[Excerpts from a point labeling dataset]
--- Begin ---

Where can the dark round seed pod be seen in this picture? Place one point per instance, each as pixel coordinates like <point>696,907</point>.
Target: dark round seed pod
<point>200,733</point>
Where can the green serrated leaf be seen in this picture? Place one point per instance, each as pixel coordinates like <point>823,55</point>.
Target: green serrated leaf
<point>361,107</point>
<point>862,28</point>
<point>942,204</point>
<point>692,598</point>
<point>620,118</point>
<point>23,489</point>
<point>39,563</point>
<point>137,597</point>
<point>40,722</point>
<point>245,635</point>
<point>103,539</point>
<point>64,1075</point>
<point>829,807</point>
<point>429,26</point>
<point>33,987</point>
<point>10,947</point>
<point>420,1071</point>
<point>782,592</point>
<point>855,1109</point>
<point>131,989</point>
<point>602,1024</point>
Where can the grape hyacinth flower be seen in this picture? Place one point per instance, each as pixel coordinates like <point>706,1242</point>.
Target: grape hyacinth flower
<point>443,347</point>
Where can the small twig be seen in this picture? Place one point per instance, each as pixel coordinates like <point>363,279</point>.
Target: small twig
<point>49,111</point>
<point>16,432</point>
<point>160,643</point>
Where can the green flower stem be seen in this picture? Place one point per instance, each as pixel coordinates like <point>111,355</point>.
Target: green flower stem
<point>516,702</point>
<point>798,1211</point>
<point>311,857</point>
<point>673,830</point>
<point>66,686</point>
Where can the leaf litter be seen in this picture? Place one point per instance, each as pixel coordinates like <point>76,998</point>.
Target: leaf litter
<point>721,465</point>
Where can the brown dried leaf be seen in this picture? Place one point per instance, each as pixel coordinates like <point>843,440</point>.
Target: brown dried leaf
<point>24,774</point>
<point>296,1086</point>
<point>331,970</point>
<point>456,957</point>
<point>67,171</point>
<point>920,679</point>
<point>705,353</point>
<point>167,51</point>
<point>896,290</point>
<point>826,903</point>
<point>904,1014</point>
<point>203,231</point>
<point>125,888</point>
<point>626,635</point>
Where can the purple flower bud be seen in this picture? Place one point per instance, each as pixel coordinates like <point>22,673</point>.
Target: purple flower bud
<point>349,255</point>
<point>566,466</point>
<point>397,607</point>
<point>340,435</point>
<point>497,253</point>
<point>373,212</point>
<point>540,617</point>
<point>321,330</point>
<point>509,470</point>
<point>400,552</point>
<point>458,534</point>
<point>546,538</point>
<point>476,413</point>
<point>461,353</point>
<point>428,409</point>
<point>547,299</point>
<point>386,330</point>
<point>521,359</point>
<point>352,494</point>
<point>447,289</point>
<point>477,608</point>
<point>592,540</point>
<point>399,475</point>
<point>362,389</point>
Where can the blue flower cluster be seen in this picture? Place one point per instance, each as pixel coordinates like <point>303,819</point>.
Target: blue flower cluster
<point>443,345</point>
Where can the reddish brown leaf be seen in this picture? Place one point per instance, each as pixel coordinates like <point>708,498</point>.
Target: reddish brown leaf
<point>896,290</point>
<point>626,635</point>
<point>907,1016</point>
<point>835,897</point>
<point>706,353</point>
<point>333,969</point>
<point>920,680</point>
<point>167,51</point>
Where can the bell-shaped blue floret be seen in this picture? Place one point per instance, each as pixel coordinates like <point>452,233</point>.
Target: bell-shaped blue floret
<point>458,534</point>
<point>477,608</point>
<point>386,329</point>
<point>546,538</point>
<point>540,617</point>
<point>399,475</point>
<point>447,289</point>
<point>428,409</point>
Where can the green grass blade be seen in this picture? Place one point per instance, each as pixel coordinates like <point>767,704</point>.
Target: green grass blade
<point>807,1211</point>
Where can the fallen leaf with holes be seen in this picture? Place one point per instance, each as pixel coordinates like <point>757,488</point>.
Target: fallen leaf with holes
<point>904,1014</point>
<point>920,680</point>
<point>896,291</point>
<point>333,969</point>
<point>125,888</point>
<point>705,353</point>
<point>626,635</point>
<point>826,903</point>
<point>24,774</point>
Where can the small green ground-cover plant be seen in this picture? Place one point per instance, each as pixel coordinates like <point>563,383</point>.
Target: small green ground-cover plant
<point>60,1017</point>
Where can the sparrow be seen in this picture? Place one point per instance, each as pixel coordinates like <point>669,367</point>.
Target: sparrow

--- End ---

Duplicate every row above, keeping each line identical to the original.

● **Complete answer**:
Where can the dark round seed pod be seen in this picture? Place one point per instance, each as pixel coordinates like <point>696,907</point>.
Target: dark round seed pod
<point>200,733</point>
Where can the green serrated leaf be seen in this picture? Place one point per instance, each as pixel coordinates like <point>823,55</point>.
Target: green serrated leaf
<point>361,107</point>
<point>862,28</point>
<point>942,204</point>
<point>692,598</point>
<point>620,118</point>
<point>23,489</point>
<point>39,563</point>
<point>137,597</point>
<point>40,722</point>
<point>245,635</point>
<point>103,539</point>
<point>64,1075</point>
<point>829,807</point>
<point>429,26</point>
<point>33,987</point>
<point>10,947</point>
<point>420,1071</point>
<point>782,592</point>
<point>855,1109</point>
<point>131,989</point>
<point>602,1024</point>
Where can the grape hyacinth flower be seen in this picture? Place one point per instance, each as pixel coordinates like <point>706,1242</point>.
Target: grape hyacinth flower
<point>443,347</point>
Where can the small twig be seen in this picture? Place one point per instance, each as pixel coordinates like <point>363,279</point>.
Target: small twig
<point>49,111</point>
<point>16,432</point>
<point>160,643</point>
Where can the green flower stem be seen in this picture? Place one point per instance, each as pixel coordinates like <point>111,355</point>.
Target: green flower stem
<point>516,702</point>
<point>798,1211</point>
<point>311,857</point>
<point>673,830</point>
<point>66,686</point>
Where can the leaf litter be seen in this picture? Place one point per instance, each as pixel coordinates like <point>76,998</point>.
Target: leaf litter
<point>721,465</point>
Where can the brown dried leaf be seen in this picture? Place one point per instance, each as pixel coordinates like <point>843,440</point>.
Target: brown dried leaf
<point>24,774</point>
<point>296,1086</point>
<point>331,970</point>
<point>456,957</point>
<point>67,171</point>
<point>920,679</point>
<point>705,353</point>
<point>167,51</point>
<point>896,290</point>
<point>826,903</point>
<point>904,1014</point>
<point>203,231</point>
<point>125,888</point>
<point>626,635</point>
Where can the purple flower bud be seen in this picture? Place one point per instance, each as pixel coordinates like <point>22,673</point>.
Target: purple flower bud
<point>349,255</point>
<point>566,466</point>
<point>397,607</point>
<point>340,435</point>
<point>497,253</point>
<point>373,212</point>
<point>540,617</point>
<point>321,330</point>
<point>509,470</point>
<point>400,552</point>
<point>458,534</point>
<point>546,538</point>
<point>476,413</point>
<point>461,353</point>
<point>428,409</point>
<point>547,299</point>
<point>386,330</point>
<point>521,359</point>
<point>352,494</point>
<point>447,289</point>
<point>477,608</point>
<point>592,540</point>
<point>399,475</point>
<point>362,389</point>
Where can the blue flower cluster be seen in this picture? Place one point per instance, each as pixel coordinates like <point>303,819</point>.
Target: blue flower cluster
<point>443,345</point>
Where can the reddish brown leaf be seen in this picture? Place one point per instance, each as pixel coordinates like <point>708,498</point>.
Target: reddish brown leaf
<point>896,290</point>
<point>626,635</point>
<point>907,1016</point>
<point>835,897</point>
<point>706,353</point>
<point>333,969</point>
<point>920,680</point>
<point>167,51</point>
Where can the bell-shaped blue floret be seen in this picture? Place one point per instance, each as pixel coordinates like <point>452,233</point>.
Target: bell-shaped blue floret
<point>458,534</point>
<point>477,608</point>
<point>386,329</point>
<point>546,538</point>
<point>540,617</point>
<point>399,475</point>
<point>447,289</point>
<point>428,409</point>
Where can the green grass blade be seen in this picture? Place one point per instance, each as pixel coordinates like <point>767,704</point>.
Target: green grass blade
<point>807,1211</point>
Where can the fallen leaf with holes be seen in this picture? Place one point per instance, each as pixel coordinates like <point>757,488</point>.
Target: fallen leaf with holes
<point>904,1014</point>
<point>920,680</point>
<point>896,291</point>
<point>333,969</point>
<point>125,888</point>
<point>705,353</point>
<point>626,635</point>
<point>826,903</point>
<point>24,774</point>
Where can the small green ground-cover plant be seen in this picture? Place one point per instance, each as pixel coordinates like <point>563,383</point>.
Target: small green ground-cover plant
<point>60,1017</point>
Where can the sparrow be seen in this picture? Place one point per instance, each as pixel coordinates like <point>669,367</point>.
Target: sparrow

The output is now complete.